▸ Exercise prompt
Reproduce the material from the line containing "pepper in the photo above." through the end of the material, requests included, and increase every x and y coordinate in the answers by 53.

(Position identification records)

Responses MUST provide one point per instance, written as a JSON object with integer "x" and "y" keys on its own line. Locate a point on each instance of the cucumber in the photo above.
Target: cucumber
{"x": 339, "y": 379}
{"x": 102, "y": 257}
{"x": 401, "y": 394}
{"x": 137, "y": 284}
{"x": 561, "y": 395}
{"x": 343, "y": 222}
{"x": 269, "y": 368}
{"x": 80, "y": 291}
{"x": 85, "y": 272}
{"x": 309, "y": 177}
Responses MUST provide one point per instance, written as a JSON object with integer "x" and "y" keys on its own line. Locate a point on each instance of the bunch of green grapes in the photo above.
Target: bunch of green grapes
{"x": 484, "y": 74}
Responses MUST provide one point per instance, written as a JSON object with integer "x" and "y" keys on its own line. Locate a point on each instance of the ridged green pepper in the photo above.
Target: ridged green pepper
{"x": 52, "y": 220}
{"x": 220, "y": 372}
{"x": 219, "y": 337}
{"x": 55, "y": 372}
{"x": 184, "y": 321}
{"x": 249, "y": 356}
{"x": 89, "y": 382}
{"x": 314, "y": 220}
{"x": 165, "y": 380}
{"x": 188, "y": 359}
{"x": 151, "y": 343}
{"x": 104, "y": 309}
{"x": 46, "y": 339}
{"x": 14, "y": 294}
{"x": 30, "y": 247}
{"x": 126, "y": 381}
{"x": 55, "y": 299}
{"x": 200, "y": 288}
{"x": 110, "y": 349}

▸ Task result
Responses MUST provide one point per instance, written as a JSON object with integer "x" and "y" keys on its own line. Locate a point on each instance of the ridged green pepper in the photo above.
Target: ridged green pepper
{"x": 105, "y": 273}
{"x": 273, "y": 425}
{"x": 272, "y": 390}
{"x": 108, "y": 425}
{"x": 237, "y": 374}
{"x": 302, "y": 409}
{"x": 142, "y": 435}
{"x": 367, "y": 273}
{"x": 218, "y": 433}
{"x": 241, "y": 412}
{"x": 204, "y": 396}
{"x": 157, "y": 362}
{"x": 99, "y": 392}
{"x": 67, "y": 347}
{"x": 83, "y": 300}
{"x": 179, "y": 434}
{"x": 108, "y": 352}
{"x": 253, "y": 341}
{"x": 163, "y": 402}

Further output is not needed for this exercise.